What to do — Extract the listing in its entirety, keeping each line identical to the original.

Items —

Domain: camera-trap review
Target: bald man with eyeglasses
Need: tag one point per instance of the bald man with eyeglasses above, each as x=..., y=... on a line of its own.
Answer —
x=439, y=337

Answer to this task —
Domain: camera-trap review
Target: bald man with eyeglasses
Need: tag one point per instance of the bald man with eyeglasses above, each as x=..., y=... on a line of its own.
Answer —
x=439, y=337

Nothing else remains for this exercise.